*** Material for this exercise
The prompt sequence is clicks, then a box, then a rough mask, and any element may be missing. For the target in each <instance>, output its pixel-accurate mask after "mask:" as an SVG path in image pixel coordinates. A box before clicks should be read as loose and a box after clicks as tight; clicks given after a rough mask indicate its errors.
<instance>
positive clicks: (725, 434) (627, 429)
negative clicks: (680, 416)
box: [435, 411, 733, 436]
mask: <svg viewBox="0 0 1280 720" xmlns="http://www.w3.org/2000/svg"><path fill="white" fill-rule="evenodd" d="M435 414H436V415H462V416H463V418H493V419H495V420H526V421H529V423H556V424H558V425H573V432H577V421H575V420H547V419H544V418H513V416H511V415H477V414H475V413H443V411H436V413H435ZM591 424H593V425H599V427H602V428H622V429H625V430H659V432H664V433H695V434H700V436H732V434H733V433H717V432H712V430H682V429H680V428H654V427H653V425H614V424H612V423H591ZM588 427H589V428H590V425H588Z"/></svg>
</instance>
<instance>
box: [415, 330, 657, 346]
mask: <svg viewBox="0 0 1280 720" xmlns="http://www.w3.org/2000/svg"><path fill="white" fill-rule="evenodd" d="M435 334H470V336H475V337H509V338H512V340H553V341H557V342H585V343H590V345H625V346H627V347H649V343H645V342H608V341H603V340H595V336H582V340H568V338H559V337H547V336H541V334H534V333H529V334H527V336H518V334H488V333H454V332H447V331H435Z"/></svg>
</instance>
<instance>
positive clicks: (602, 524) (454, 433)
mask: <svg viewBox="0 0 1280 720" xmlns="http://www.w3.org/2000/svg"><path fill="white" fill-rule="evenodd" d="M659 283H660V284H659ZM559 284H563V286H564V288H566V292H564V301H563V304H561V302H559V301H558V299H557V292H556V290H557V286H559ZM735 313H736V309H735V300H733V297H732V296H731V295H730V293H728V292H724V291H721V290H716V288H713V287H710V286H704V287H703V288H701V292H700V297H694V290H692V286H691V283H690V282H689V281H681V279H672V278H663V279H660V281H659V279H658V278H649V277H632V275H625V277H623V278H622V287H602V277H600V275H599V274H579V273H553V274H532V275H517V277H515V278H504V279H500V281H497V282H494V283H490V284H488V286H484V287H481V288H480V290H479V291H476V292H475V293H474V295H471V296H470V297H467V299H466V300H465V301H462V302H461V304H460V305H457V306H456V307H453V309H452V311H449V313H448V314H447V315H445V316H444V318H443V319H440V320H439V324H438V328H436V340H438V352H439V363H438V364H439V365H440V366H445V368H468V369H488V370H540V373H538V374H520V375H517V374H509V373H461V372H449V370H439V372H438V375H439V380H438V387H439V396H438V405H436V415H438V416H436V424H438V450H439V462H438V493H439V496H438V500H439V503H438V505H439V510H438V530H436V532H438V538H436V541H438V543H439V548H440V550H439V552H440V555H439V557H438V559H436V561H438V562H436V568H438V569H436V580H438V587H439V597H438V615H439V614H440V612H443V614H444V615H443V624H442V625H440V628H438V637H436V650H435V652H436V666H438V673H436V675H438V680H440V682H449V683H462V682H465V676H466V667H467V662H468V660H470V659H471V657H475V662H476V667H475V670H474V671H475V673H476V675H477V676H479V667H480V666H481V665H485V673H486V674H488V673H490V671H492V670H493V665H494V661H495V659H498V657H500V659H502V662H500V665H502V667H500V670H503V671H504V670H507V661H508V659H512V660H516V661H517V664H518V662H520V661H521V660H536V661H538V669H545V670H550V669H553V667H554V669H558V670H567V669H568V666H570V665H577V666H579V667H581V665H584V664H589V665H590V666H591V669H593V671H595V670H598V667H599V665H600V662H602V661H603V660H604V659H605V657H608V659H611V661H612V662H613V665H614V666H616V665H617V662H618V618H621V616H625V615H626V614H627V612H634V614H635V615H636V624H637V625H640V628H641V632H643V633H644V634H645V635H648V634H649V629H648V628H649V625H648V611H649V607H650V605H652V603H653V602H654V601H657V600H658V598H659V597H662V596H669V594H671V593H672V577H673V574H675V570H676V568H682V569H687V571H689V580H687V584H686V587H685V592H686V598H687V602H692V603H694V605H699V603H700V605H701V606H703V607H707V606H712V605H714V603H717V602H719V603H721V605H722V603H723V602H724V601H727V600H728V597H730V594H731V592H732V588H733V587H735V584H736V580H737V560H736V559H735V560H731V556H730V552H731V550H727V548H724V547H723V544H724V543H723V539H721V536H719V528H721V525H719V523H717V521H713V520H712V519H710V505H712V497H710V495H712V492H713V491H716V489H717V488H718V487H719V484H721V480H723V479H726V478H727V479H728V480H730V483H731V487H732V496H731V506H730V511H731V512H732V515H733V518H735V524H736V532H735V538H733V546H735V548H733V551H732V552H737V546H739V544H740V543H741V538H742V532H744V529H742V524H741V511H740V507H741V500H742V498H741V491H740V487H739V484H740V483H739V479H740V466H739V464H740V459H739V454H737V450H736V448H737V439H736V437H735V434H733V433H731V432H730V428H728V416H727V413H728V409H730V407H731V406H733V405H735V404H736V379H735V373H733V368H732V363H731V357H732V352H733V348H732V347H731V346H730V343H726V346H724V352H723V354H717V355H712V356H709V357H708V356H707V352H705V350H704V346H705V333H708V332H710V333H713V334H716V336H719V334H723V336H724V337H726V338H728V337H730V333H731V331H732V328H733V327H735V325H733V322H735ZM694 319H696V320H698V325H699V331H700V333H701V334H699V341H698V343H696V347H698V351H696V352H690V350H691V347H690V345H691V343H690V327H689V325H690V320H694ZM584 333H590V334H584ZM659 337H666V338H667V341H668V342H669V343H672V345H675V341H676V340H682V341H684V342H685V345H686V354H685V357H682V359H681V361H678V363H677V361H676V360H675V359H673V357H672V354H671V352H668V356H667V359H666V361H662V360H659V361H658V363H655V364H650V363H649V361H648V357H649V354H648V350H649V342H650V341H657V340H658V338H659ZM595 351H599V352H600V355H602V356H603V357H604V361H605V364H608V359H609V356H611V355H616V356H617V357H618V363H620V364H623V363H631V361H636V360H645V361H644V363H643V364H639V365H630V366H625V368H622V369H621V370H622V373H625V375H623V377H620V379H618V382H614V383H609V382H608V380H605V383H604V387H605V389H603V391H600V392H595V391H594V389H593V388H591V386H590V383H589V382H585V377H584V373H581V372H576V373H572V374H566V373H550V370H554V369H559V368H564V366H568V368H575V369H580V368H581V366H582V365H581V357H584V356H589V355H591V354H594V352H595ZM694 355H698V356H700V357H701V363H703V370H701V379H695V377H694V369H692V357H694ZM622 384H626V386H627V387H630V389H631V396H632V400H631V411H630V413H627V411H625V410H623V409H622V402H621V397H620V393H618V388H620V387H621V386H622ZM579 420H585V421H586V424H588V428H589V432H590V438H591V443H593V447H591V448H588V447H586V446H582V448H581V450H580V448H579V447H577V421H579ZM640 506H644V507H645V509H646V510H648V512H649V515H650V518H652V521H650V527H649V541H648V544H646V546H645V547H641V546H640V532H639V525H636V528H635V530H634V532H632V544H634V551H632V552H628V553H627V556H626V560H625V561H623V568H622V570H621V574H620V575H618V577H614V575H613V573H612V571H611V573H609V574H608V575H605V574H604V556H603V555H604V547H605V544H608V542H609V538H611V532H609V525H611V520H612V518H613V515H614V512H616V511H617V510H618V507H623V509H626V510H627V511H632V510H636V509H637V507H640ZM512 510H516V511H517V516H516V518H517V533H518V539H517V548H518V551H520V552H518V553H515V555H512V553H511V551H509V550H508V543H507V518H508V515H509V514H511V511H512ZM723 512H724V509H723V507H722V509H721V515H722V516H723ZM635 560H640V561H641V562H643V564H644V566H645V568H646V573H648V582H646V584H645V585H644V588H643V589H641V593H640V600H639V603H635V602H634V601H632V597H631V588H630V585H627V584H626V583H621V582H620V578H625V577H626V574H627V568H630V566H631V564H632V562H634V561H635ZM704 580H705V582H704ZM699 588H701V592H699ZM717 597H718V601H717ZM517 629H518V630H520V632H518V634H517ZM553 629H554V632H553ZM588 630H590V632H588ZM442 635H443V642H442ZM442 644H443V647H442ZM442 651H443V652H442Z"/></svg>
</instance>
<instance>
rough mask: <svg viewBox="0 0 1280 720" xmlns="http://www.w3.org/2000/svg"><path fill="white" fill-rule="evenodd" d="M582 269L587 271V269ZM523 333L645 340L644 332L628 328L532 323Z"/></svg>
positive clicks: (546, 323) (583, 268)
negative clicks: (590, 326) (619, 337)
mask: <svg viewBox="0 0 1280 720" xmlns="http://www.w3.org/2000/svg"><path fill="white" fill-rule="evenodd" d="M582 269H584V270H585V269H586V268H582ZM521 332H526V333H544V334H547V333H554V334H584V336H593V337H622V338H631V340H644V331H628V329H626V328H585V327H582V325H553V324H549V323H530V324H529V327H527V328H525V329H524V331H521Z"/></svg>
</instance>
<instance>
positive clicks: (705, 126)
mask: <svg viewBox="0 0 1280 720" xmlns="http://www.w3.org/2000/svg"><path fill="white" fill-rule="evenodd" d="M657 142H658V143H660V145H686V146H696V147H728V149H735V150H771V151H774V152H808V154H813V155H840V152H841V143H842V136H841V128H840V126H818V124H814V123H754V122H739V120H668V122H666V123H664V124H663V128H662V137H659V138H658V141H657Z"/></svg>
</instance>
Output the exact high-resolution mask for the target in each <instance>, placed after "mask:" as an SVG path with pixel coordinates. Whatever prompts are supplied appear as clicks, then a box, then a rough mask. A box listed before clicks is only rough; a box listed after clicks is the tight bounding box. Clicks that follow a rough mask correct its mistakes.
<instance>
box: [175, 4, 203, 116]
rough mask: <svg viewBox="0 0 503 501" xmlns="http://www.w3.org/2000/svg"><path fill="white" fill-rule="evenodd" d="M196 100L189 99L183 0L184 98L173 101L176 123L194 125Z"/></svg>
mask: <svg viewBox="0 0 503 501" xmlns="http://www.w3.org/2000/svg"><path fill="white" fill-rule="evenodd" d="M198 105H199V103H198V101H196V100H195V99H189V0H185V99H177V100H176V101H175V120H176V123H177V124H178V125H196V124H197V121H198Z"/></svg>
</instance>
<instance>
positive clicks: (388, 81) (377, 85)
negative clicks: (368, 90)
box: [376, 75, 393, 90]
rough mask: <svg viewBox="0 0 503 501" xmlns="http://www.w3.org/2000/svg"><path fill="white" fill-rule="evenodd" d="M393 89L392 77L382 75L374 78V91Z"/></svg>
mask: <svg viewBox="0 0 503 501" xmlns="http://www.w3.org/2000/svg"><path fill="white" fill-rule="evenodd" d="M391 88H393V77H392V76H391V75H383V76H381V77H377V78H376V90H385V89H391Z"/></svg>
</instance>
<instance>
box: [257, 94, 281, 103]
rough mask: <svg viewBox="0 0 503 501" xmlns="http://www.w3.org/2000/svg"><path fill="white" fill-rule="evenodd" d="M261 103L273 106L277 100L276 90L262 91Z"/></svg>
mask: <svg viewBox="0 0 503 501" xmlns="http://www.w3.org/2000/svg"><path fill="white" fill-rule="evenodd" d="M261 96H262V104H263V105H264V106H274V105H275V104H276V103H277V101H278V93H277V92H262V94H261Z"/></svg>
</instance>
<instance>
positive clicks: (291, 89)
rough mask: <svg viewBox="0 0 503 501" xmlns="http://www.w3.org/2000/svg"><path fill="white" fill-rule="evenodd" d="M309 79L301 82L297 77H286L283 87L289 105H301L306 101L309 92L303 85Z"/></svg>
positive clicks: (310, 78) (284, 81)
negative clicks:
******
• **Task details**: Please quote the rows starting at the very beginning and ending with the line that contains "box: [435, 411, 733, 436]", including both ends, with every character unchanged.

• **Exercise result**:
The prompt sequence is clicks, then a box, then a rough mask, and any element may be missing. For the target in each <instance>, output its pixel-accurate mask after "mask:" as an SVG path in image pixel coordinates. A box before clicks should be read as loose and a box after clicks as tight; clicks given after a rough mask indicate its errors.
<instance>
positive clicks: (725, 434) (627, 429)
negative clicks: (680, 416)
box: [435, 411, 733, 436]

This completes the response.